**THINGS TO DO:**
- A) Using the passage on the EU and Russia below, decide whether each statement agrees with it. Answer yes or no, and quote the words from the passage that settle it. (i) In 2014, Russia expected the EU to be able to decide and maintain sanctions. (ii) Sanctions have changed Moscow's attitude on the Ukraine conflict. (iii) Frustration with Moscow's behavior is widely shared in the EU.
- B) Answer these questions from the passage on the EU and Russia below:
(i) Which alliance reached a consensus on strengthening defense and deterrence during the Ukraine conflict?
(ii) Which EU document is cited on how member states overcame their foreign policy differences?
(iii) What two examples are given in parentheses of Russia's broader international behavior?
- C) Continue the passage on the EU and Russia below, starting right after its last sentence.

The EU facing assertive Russia

In 2014, Russia had certainly not anticipated that the European Union would prove able to decide and maintain sanctions (just like it probably did not bet on the consensus that NATO managed to achieve on the reinforcement of defence and deterrence mechanisms in the context of the Ukraine conflict). In a situation where EU members’ foreign policy interests generally diverge rather than converge, such a show of unity was — and remains — quite remarkable. As suggested in the EU’s Global strategy, foreign policy differences amongst member states have been transcended by the fact that ‘Russia’s violation of international law and the destabilisation of Ukraine, on top of protracted conflicts in the wider Black Sea region, have challenged the European security order at its core’. Frustration with Moscow’s behaviour is widely shared in the EU. The very active influence policy that Russia is deploying towards Western countries (Russian media in foreign languages, propaganda[53], ties to political parties or personalities, cyber…), although its real impact is difficult to measure, has created more mistrust in European capitals. Moscow’s strong inclination to rely on military power and intimidation is an essential source of growing distrust on the part of the EU, which is much more reluctant to use these tools, as is well known. Russia’s relative resilience[54] in front of sanctions has also nurtured this frustration: while sanctions have certainly hurt the Russian economy, they have not produced a change in attitude on Moscow’s part on the Ukraine conflict and a more flexible international behaviour overall (Syria, suspension of plutonium agreement…). Hopes that Russia may become more amenable again out of a need to attract more European investments, technology transfers or industrial partnerships proved short-sighted.

Stored data entries
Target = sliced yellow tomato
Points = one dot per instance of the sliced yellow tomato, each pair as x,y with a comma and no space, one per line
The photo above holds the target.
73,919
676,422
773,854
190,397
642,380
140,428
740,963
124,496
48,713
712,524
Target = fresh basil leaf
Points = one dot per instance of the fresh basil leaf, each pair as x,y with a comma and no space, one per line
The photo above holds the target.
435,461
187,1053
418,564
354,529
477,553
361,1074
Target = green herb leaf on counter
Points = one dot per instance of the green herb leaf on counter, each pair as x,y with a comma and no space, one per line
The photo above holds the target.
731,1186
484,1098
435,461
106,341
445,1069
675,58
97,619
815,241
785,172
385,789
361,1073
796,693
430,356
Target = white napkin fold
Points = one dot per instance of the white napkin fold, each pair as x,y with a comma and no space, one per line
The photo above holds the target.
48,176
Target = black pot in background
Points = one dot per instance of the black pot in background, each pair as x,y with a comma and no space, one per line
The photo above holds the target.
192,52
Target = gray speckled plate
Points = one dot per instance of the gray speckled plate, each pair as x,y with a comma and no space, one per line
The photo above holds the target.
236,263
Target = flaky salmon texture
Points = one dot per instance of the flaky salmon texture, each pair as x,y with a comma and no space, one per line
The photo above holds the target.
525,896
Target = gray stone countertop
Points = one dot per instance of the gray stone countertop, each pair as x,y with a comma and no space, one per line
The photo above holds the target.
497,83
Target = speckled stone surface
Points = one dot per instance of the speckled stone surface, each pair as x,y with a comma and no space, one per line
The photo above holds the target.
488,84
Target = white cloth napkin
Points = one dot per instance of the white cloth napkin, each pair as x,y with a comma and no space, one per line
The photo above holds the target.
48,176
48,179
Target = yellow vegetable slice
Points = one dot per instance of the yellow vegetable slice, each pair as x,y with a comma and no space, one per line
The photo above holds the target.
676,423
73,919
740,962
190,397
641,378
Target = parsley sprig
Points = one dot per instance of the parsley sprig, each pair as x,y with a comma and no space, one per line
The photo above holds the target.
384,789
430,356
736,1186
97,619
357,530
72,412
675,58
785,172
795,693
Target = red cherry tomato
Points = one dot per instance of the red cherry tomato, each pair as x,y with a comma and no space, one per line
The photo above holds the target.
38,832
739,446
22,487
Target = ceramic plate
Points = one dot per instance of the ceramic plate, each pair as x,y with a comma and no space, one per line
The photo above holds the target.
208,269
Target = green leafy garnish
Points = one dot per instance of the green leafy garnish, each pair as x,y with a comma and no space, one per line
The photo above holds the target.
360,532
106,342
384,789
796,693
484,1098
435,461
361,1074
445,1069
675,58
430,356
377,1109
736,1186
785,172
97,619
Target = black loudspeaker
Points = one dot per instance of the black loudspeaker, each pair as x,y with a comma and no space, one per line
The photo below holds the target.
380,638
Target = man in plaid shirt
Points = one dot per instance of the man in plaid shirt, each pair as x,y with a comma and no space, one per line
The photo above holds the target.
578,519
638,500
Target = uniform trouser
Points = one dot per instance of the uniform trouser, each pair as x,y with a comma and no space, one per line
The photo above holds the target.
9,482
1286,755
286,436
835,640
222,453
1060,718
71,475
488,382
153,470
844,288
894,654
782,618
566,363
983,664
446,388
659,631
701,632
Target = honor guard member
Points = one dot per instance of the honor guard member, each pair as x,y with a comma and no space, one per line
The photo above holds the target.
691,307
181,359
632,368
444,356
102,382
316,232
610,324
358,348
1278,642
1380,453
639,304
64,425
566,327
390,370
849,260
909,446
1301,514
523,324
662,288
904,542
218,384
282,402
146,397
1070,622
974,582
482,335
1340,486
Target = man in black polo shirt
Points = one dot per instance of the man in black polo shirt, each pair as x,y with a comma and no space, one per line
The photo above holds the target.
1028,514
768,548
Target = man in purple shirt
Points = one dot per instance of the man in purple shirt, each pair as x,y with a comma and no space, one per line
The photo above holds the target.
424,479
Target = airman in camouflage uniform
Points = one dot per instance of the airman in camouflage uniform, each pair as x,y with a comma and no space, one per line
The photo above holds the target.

**OUTPUTS FOR THE TASKS:**
- A)
(i) No: "Russia had certainly not anticipated that the European Union would prove able to decide and maintain sanctions"
(ii) No: "they have not produced a change in attitude on Moscow’s part on the Ukraine conflict"
(iii) Yes: "Frustration with Moscow’s behaviour is widely shared in the EU."

- B)
(i) NATO
(ii) The EU’s Global strategy
(iii) Syria and the suspension of the plutonium agreement

- C)
‘A consistent and united approach must remain the cornerstone of EU policy towards Russia’, the EU’s Global strategy stresses[55]. Maintaining unity has been and will continue to be a constant test, since all EU members do not see the ‘Russia problem’ in the same way. The military challenge that Russia represents is not the subject of an EU consensus. Poland considers Russia as a military threat, and the idea is widespread in this country that a conflict with Moscow involving Poland is a possibility for the future. French President François Hollande declared to the press before the beginning of the July 2016 NATO Warsaw summit that Russia ‘is not an adversary, not a threat’[56]. The Italian Ministry of Defence White Paper for International Security and Defense makes no direct mention of Russia, the conflict in Ukraine, Crimea. Rome has made it clear that it wishes to avoid any confrontation or escalation involving NATO. On sanctions, the Nordic, Baltic and Central European countries have been more supportive than some other countries (in several EU member states interest groups and political parties have been advocating the removal of sanctions, and more generally the resumption of cooperative political, economic and security ties with Russia). In the same way, not all EU members have a strong interest in the eastern neighbourhood[57].

EU members even do not see eye to eye on the kind of dialogue the Union should develop with Moscow. Russia’s behaviour in Ukraine has seriously challenged Germany’s traditional Ostpolitik. However, Berlin still views Moscow as a central actor in European security, albeit a negative one, and has promoted the most extensive dialogue as possible. In other words, despite the collapse of the bilateral partnership in its previous form, the only perceived way to move forward is through negotiation and cooperation. France has advocated both firmness and dialogue in relations with Russia[58]. In Poland and in the Baltic states, which feel particularly vulnerable to Russia’s hybrid tactics, dialogue with Russia is all time low and expanding it is considered as basically pointless, even counter-productive[59].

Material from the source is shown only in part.